====== DATASET EXCERPTS ======
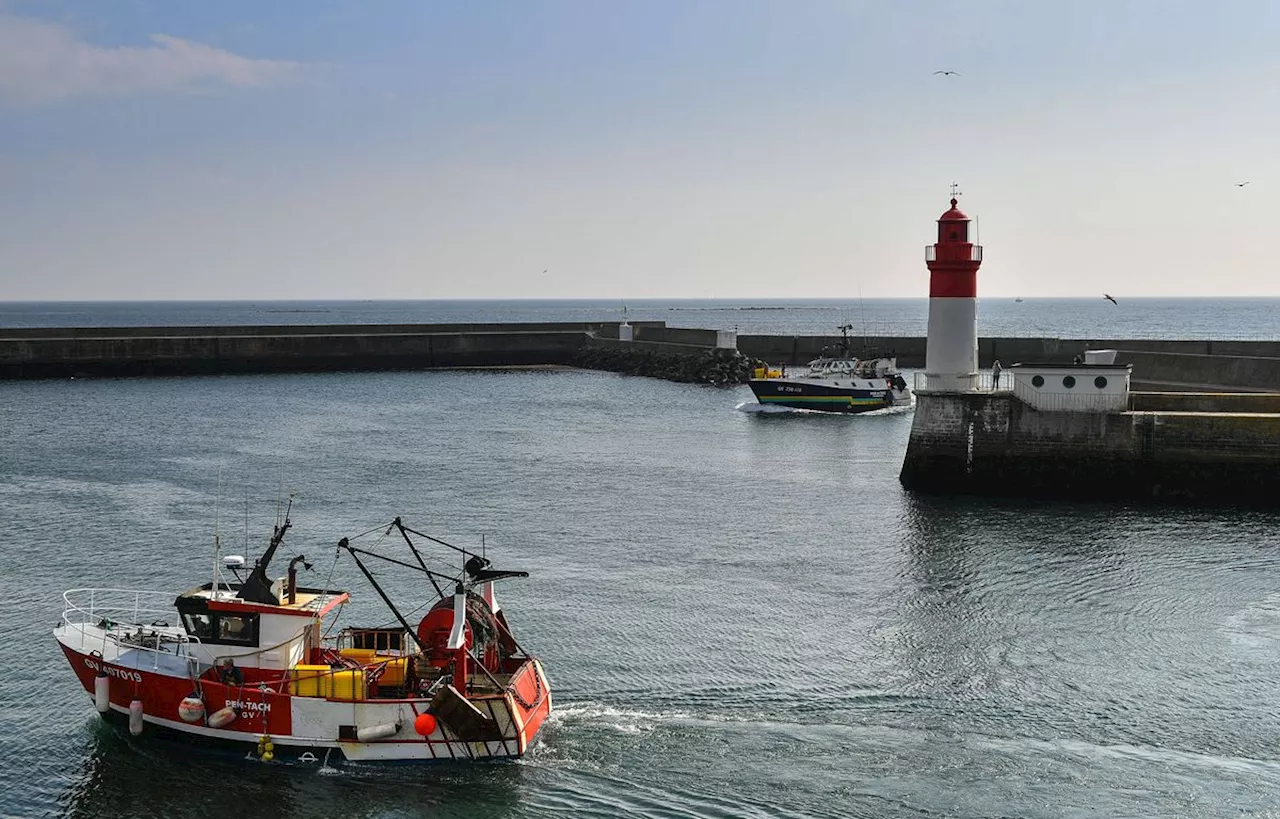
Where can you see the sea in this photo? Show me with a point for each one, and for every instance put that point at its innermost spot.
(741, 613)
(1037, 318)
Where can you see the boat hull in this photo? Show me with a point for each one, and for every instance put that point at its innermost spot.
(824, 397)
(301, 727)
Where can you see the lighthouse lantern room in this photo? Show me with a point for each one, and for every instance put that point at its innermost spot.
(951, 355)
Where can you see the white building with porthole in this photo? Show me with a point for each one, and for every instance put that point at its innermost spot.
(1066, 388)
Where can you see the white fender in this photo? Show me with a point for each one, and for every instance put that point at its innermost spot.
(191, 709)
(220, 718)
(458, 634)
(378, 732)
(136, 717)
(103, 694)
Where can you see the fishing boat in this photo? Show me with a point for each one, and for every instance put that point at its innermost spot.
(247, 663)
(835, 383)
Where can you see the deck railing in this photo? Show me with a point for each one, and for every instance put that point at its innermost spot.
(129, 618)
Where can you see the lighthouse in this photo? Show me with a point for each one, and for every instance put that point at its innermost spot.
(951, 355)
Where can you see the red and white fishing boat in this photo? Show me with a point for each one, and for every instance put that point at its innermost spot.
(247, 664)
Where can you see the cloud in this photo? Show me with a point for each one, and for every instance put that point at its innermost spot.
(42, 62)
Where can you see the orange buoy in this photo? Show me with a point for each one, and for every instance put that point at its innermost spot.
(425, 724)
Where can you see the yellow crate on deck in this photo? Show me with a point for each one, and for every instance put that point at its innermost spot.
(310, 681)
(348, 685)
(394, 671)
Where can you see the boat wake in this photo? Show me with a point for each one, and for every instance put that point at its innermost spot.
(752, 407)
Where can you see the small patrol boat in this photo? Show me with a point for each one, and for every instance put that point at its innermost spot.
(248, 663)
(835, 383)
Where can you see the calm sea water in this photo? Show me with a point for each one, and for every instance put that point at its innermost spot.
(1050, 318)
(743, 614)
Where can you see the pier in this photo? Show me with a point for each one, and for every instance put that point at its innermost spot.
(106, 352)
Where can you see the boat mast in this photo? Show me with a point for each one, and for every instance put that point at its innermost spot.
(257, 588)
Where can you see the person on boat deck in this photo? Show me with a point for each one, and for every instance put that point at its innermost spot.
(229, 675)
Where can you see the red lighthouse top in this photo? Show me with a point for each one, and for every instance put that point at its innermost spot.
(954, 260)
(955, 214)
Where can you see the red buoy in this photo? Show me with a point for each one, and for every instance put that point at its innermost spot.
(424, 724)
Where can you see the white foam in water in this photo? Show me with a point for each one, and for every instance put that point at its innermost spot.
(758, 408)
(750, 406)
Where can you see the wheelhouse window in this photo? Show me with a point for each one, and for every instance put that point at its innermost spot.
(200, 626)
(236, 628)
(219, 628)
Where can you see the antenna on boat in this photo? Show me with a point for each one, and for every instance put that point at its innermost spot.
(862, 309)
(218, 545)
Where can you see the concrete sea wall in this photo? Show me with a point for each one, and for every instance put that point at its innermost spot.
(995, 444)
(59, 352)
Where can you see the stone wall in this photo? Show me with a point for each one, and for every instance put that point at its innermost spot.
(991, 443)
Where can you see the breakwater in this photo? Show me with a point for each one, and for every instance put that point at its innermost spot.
======
YOUR TASK ::
Could the data above be repeated exactly, with every picture dropped?

RESPONSE TO THIS TASK ::
Where can you see the sea in this photo? Show me with a point for each one, and for every instance put that point at its innermost spot.
(741, 613)
(1037, 318)
Where can you see the boat hull in this photo? Show me with a point for each one, and for every instance put that point at its innermost spot.
(824, 397)
(301, 727)
Where can you see the lighthouse lantern room in this photo? Show me with a point for each one, and for every instance put that point at its innermost spot.
(951, 355)
Where can you see the white building with porthole in this photo? Show me with a point for each one, and for every instance put that point at its innermost spot.
(1066, 388)
Where can you see the white fender in this photo? Show me with a point for each one, and for every instance put that point at its innermost spot.
(191, 709)
(220, 718)
(458, 634)
(378, 732)
(136, 717)
(103, 694)
Where can you see the fishing boat in this photo? Show me with a point for each one, and for every instance put that point at its innermost spot.
(247, 663)
(835, 383)
Where can you see the deck railing in this photo? Show me with a point for each one, and for every instance put that point at its innermost spot.
(129, 618)
Where can you see the lighthouse in this photo? Show me with a point for each one, and for every instance put that point at its innermost spot.
(951, 355)
Where can you see the red and white fishing boat in this photo? Show me with a point for each one, and for every instance put that point at its innermost spot.
(247, 664)
Where can you see the cloud in this photo? Show me with a point for each one, and for every instance put that point at its innermost spot.
(42, 62)
Where can you see the orange buoy in this photo? Show me with a point for each one, and for every instance put that point at its innermost spot.
(425, 724)
Where can you see the yellow crate on deck in this photo? Show me with a point for each one, and for every instance put that point at its innermost spot.
(310, 681)
(348, 685)
(394, 671)
Where can you see the boat wake in this photo? Show me with a point for each one, and for every instance put that point at its innermost spot.
(752, 407)
Where can you see the small patrol boat in this photo? Show me with a point for each one, and for every instance put that point at its innermost spot.
(248, 663)
(835, 383)
Where can you see the calm sea water in this photo? Show me with a point for each one, and for every instance put that point at its innermost spot.
(1050, 318)
(743, 614)
Where can you see the pier in this photo? Show me with a point for each one, and for every instance put that point at its innermost spot.
(106, 352)
Where can you see the boat mast in this photo? Show me with a point for each one, and for every instance put that point at its innermost spot.
(257, 588)
Where can you see the person on boat deck in this photo? Show me with a point for each one, and for every instance put that point at its innermost spot.
(229, 675)
Where can you see the red lighthouse top in this photo? Show me with a point for each one, and for every instance put that point at its innermost spot.
(954, 260)
(955, 214)
Where can you see the red buoy in this photo? Show me with a point for each one, and for every instance put that point at its innermost spot.
(424, 724)
Where can you see the white foam in water in this photo? Show me with a point for each one, and for every instance put that point at its innermost spot.
(758, 408)
(750, 406)
Where can you see the wheelhouse window in this photo? Show me with a point for each one, and for every instance put that point at its innermost spot.
(200, 626)
(236, 628)
(219, 628)
Where can you see the antenna on boat in this photo? Show me with a point for each one, and for every instance put that point at its innermost spot.
(862, 309)
(218, 545)
Where can you see the concrete sea wall in this photo? Show me with a point for each one, and for every instance put that point at its innermost spot.
(995, 444)
(59, 352)
Where can you see the stone wall in this photo? Show me with a point for each one, and for every instance put that point at its innermost spot.
(991, 443)
Where can you see the breakwater in this photo? Show me with a point for each one, and for every instance put that point at its innermost spot.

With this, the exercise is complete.